ほとんどのFX会社が「証拠金維持率100%以下」という条件で発動することが多いようですが、中には「証拠金維持率80%以下」というところも存在します。

自分が取引をしているFX会社がどの条件でロスカットを発動させるのかということについては事前にしっかりと把握しておきましょう。

ロスカットを避けるためには追証が必要

ロスカットを避けるためには追証が必要になります。

追証とは追加証拠金の略称で、証拠金を追加で入金することによって証拠金維持率を引き上げることができます。

例えば、純資産が100万円、必要証拠金が95万円などとなっている場合、証拠金維持率は105%と100%以下が目前です。

ここで追加証拠金を50万円入金すれば、純資産が150万円になるので証拠金維持率は158%まで引き上がります。

このように、取引を継続するためには追加証拠金を入金すればロスカットを避けることができます。

◆ 課題の指示 ◆
**A.** ロスカットと追証についての文章と、次の (i)～(iii) が合っているかを判断してください。それぞれ「はい」か「いいえ」で答え、決め手となる文章中の語句をそのまま引用してください。(i) ほとんどのFX会社は証拠金維持率80%以下でロスカットを発動する。(ii) 追証は追加証拠金の略称である。(iii) 文章の例では、50万円を追加で入金すると証拠金維持率は158%になる。
**B.** ロスカットと追証についての文章を、最後の文の次から書き継いでください。

(座標注釈レコード)

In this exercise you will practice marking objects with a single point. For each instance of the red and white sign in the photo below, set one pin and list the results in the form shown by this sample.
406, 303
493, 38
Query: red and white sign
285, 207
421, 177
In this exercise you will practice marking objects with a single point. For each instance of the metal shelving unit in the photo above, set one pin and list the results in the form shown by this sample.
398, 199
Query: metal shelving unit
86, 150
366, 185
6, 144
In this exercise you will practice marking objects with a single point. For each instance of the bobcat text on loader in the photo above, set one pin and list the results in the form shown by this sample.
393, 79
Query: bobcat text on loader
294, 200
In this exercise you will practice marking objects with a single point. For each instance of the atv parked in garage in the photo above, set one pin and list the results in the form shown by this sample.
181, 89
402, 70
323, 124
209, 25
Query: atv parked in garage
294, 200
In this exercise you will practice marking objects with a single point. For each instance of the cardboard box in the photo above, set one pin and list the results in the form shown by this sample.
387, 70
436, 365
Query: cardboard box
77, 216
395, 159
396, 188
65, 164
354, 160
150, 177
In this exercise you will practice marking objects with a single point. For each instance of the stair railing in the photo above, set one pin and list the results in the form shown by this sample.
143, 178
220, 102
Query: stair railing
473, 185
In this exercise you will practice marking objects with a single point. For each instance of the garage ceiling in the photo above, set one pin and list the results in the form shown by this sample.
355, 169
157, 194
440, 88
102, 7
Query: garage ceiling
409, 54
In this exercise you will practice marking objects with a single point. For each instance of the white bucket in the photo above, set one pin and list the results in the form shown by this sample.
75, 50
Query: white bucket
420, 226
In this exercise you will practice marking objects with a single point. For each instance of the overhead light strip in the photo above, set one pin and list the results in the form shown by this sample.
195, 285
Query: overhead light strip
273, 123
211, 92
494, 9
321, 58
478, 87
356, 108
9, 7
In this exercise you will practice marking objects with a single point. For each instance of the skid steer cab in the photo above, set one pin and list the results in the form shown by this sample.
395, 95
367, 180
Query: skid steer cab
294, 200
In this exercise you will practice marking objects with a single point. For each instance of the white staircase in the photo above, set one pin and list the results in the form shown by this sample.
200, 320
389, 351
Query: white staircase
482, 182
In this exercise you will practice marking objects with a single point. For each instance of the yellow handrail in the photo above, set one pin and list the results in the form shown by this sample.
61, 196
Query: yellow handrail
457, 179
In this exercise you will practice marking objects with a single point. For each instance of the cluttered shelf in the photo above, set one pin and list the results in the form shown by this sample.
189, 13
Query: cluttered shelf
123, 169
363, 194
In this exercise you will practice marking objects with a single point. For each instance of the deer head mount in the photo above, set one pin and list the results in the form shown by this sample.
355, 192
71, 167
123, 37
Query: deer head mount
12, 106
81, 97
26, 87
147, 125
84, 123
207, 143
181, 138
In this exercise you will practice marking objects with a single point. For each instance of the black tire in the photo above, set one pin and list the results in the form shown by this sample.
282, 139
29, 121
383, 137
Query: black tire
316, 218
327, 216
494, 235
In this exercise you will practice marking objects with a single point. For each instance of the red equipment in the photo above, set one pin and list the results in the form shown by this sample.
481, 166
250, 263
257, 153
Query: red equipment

◆ 解答 ◆
**A.**
(i) いいえ。「ほとんどのFX会社が「証拠金維持率100%以下」という条件で発動することが多いようですが」
(ii) はい。「追証とは追加証拠金の略称で」
(iii) はい。「純資産が150万円になるので証拠金維持率は158%まで引き上がります」

**B.**
追加証拠金を用意するためには「どのレートになったらロスカットになってしまう」という計算ができなければなりません。

計算ができないと「気づいた時にはロスカットになってしまった」ということにもなりかねません。

ロスカットが発動するレートはどのように計算するのでしょうか。

ロスカットの計算方法

それではロスカットの計算方法について解説します。
ロスカットの計算方法は

  1. ロスカット基準額を計算する
  2. ロスカットされるレートを計算

この2段階によって計算することができます。
ロスカットの計算方法を分かりやすく解説していきます。

ロスカット基準額を計算

まずはロスカット基準額を計算しましょう。

ロスカット基準額とは、「純資産額がこの金額を下回ると強制ロスカットされてしまいますよ」という金額を示します。

ロスカット基準額をしっかりと把握し、純資産がロスカット基準額以下まで減らないように管理すれば、強制ロスカットされてしまうことはありません。

まずはロスカット基準額を把握し、「純資産額がどの程度になればロスカットが発動してしまうのか」ということを理解した上で投資を行うようにしましょう。

ロスカット基準額の計算方法は以下のようになっています。

ロスカット基準額 = 建玉必要証拠金 × ロスカットの基準となる証拠金維持率(%)

によって簡単に計算することができます。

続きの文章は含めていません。